Records to use
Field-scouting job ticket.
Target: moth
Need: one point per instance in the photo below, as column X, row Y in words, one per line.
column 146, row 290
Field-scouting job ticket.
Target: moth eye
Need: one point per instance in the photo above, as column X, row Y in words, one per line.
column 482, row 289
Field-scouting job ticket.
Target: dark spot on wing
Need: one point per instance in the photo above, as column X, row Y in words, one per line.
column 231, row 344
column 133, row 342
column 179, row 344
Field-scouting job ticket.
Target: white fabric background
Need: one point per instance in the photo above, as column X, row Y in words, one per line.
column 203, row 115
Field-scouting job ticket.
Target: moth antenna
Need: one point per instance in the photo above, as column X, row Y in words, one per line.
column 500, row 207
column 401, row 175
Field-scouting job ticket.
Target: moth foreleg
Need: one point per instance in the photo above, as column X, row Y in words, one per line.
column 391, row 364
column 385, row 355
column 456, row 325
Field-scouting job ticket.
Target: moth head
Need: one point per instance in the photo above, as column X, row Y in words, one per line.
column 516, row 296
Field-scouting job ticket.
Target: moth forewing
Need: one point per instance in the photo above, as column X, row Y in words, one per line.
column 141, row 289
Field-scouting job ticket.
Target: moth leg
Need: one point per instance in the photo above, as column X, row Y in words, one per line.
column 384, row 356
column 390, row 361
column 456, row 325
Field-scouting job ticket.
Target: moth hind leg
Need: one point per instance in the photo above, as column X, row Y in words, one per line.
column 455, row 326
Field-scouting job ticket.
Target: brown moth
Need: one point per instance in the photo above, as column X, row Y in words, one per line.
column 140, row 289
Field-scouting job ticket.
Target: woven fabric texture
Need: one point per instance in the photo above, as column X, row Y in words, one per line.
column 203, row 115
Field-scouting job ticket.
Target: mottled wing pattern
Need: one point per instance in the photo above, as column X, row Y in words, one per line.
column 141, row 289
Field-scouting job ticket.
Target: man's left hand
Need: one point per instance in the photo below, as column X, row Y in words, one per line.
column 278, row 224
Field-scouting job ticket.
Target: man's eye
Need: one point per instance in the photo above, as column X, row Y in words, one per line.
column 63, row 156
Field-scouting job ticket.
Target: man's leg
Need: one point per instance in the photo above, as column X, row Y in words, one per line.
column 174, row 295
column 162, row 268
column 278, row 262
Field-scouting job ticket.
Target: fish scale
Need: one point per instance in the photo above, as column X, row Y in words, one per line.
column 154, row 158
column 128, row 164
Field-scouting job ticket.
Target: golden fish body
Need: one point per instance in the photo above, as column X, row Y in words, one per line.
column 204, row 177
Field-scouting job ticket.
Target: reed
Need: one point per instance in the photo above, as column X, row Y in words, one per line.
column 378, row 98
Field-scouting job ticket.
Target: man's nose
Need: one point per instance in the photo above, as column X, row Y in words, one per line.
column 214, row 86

Description of the task
Please gather every line of the material above that contains the word "fabric" and copy each of those lines in full.

Problem solution
Target: white fabric background
Target: woven fabric texture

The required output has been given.